### Exercise details
Which lines of the records below contain the word "blue"? Copy each of them out.

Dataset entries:

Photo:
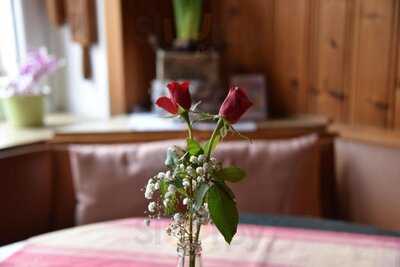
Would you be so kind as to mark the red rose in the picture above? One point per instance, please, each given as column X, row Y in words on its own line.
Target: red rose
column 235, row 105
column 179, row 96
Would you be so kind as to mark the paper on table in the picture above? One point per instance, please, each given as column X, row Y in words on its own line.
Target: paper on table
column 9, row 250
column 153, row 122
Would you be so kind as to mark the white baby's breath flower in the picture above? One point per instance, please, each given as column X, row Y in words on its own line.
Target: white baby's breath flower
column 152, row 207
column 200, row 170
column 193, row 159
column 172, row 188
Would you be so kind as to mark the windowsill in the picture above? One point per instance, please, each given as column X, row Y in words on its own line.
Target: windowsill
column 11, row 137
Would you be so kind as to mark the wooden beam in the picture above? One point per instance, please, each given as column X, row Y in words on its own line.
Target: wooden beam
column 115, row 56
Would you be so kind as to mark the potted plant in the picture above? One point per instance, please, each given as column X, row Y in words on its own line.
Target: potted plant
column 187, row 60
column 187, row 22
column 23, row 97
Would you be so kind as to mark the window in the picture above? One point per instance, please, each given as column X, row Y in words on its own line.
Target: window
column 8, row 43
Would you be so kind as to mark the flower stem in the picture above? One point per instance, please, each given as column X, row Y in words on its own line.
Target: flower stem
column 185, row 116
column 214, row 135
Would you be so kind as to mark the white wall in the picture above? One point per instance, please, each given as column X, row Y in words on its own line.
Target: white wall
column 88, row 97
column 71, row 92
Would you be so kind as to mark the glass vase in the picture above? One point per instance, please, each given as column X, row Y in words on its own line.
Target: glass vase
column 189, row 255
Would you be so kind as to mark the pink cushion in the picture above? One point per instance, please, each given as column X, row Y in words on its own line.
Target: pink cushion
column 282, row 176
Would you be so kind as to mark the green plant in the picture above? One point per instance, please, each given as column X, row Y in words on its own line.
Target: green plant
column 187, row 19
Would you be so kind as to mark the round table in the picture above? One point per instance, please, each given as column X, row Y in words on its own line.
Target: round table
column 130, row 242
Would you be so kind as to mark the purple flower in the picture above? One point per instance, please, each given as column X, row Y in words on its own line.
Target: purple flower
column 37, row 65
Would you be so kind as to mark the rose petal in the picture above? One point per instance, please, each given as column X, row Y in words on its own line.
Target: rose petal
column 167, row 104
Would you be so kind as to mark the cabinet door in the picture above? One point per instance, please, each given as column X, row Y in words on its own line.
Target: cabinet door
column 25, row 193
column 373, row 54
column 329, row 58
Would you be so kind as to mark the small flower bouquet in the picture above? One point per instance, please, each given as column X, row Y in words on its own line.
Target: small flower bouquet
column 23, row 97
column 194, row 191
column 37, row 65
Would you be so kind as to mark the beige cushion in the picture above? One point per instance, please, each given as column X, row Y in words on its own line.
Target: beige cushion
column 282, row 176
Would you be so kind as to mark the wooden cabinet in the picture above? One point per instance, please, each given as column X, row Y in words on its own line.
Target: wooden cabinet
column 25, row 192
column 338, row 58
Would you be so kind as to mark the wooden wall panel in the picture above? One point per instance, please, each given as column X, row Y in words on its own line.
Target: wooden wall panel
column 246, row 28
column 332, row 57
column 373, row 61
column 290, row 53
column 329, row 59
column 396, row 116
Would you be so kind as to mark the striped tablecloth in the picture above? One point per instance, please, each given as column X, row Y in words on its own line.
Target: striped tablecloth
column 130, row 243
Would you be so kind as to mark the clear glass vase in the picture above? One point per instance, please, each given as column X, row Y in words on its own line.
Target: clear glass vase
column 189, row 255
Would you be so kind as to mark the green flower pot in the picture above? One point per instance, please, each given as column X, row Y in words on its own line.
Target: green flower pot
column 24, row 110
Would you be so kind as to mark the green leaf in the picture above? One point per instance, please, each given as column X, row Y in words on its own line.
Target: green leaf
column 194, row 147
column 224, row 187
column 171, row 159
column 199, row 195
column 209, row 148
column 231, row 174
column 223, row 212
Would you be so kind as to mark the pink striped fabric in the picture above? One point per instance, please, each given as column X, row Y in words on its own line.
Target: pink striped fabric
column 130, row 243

--

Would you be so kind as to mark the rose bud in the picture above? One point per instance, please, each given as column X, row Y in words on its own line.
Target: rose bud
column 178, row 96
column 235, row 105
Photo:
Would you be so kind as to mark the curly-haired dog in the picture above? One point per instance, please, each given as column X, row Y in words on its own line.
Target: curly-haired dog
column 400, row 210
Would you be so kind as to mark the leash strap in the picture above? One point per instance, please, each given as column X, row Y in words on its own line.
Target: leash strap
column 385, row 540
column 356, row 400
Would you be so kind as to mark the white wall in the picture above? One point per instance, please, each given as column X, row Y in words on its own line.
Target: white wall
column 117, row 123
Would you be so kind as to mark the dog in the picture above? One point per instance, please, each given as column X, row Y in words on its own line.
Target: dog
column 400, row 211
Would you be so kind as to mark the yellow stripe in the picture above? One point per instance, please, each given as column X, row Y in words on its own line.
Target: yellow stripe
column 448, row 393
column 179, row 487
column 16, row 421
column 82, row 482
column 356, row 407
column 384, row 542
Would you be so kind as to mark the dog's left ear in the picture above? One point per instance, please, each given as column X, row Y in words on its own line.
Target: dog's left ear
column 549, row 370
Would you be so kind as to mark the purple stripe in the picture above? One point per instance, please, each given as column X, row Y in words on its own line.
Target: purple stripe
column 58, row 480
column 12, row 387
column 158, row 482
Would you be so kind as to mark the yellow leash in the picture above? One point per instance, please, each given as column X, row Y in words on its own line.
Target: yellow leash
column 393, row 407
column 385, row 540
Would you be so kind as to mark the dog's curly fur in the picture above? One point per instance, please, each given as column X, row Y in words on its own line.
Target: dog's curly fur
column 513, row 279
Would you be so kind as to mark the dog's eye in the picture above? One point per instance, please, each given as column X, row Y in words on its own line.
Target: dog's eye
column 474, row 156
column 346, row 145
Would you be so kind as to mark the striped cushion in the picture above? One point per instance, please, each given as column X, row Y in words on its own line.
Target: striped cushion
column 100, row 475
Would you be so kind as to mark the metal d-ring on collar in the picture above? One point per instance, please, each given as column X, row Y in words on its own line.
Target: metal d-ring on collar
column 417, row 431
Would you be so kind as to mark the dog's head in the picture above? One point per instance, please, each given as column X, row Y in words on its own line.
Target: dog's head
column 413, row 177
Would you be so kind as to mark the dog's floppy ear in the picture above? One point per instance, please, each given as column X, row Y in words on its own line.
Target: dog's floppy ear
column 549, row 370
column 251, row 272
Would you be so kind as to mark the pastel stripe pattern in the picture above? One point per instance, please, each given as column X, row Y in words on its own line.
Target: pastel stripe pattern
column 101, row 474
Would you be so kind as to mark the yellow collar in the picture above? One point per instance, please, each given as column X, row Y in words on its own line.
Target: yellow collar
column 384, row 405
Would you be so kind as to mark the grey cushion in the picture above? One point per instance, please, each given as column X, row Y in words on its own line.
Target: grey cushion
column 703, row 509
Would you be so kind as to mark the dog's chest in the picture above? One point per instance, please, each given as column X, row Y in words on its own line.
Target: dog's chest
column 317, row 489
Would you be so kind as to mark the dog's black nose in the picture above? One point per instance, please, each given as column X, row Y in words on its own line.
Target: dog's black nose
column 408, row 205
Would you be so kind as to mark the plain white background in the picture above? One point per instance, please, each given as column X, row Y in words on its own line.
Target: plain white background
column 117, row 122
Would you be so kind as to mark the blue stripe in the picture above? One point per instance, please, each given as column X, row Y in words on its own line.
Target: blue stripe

### Response to this task
Would you be so kind as to mark the blue stripe in the picture above? One point per instance, please, each given as column X, row Y in words on its own line.
Target: blue stripe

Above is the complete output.